━━ RECORDS TO USE ━━
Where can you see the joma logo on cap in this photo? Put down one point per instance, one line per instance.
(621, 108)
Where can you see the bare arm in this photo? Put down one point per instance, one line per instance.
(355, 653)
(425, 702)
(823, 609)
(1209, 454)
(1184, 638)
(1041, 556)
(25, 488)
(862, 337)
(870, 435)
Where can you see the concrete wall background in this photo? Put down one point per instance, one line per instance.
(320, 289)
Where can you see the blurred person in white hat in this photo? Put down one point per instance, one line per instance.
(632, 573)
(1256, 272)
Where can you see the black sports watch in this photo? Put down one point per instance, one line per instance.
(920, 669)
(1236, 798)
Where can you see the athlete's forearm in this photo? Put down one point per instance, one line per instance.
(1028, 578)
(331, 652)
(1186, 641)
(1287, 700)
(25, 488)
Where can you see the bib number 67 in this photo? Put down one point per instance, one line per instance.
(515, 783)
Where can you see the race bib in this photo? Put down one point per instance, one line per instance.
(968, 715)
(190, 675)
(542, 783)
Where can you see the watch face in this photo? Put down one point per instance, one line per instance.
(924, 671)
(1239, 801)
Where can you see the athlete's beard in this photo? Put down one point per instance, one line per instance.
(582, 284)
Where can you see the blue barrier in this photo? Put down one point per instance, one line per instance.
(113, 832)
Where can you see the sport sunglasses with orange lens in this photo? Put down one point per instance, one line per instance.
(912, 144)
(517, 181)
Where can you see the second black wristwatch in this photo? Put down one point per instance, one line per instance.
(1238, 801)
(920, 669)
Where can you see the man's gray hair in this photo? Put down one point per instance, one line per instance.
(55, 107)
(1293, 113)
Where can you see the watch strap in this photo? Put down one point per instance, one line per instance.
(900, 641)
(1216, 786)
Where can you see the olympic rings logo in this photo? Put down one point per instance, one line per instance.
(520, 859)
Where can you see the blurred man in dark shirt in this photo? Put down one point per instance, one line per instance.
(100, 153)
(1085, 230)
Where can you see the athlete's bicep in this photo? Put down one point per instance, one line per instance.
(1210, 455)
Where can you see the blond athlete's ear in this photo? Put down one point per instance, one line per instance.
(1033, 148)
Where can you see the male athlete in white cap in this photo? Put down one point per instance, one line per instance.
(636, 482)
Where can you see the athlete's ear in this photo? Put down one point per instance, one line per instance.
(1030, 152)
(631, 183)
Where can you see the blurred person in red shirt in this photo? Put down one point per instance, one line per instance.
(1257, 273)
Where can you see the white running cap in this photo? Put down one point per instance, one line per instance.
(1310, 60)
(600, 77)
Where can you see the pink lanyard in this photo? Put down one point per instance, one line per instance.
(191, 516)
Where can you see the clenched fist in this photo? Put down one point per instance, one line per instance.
━━━
Output the data once more, exactly as given.

Where can you see the joma logo on cap in this photo? Put down one point per instance, one line per instance.
(621, 108)
Where can you see the bare arm in this photo? Put down one point per instance, one line per instance.
(355, 653)
(425, 702)
(823, 609)
(1209, 454)
(1184, 638)
(1041, 556)
(25, 488)
(862, 337)
(870, 435)
Where can you see the concrete wall background in this photo? Put down one point per instance, one line per instance.
(320, 289)
Where can you see the blurred person in white hat in this photo? Put down one point per instance, one line per instance.
(632, 573)
(1256, 272)
Where can you see the black sports watch in this photo? Put down one point per instance, one line per instance.
(920, 669)
(1236, 798)
Where can you see the athlete's forearm in this photo? Put down one point per instance, one line per instance.
(1028, 578)
(331, 652)
(1186, 641)
(1287, 700)
(25, 488)
Where can you see the bib number 67 in this photo? Put down one point per instance, one line per instance.
(515, 783)
Where can you see the race bib in this photo? Put down one point per instance, one line per instance.
(968, 715)
(190, 675)
(542, 783)
Where can you see the watch face in this photo? Put down one point per instance, one line per instance.
(924, 671)
(1239, 801)
Where can you see the athlete's beard in this photo? Put down one point per instance, one line per instance.
(582, 284)
Where can you see the blue barrier in this photo? Put down one point per instance, one line per instance.
(113, 832)
Where can you see the sport sunglasses with orange lens in this photo? Put down one point per instance, one line per instance.
(912, 144)
(517, 181)
Where can you see the second black wristwatch in this photo? Put down one point per instance, one line per instance.
(1238, 801)
(920, 669)
Where can you see the man's gray hair in this photo? Put down one point per instance, one line per instance.
(55, 107)
(1293, 113)
Where can you see the watch strap in this photo? Put down one point per instance, one line per instance.
(900, 641)
(1216, 786)
Where can you see the olympic rings logo in this photo? Put down one point per instance, one line per instance.
(520, 859)
Where can you see the blurred man in dark shirt in this photo? Put down one point per instance, one line per instance.
(100, 153)
(1085, 230)
Where can you see the athlete's bicep in this photo? Put down one point per instance, one line per instance.
(1210, 455)
Where can you see the blond athlete's ear in this photo? Put down one point per instance, one line per instance.
(1033, 148)
Where can you see the male athlete in white cap in this photo? Put down one point per instance, one line per instance.
(636, 482)
Where can you see the athlete's ear in this photo? Put down one point per instance, one line per instance.
(1030, 152)
(631, 183)
Where can you see the blurred person in red shirt in this photo? Put down one point per instance, one line per instance.
(1257, 273)
Where can you see the white running cap in this photo? Put down one point per instance, one line per instance.
(1310, 60)
(600, 77)
Where can you see the pink lanyard in this photo? Put down one point per instance, one line per instance.
(191, 516)
Where can you see the clenched fist in this photo? Put down one point per instance, one line per instance.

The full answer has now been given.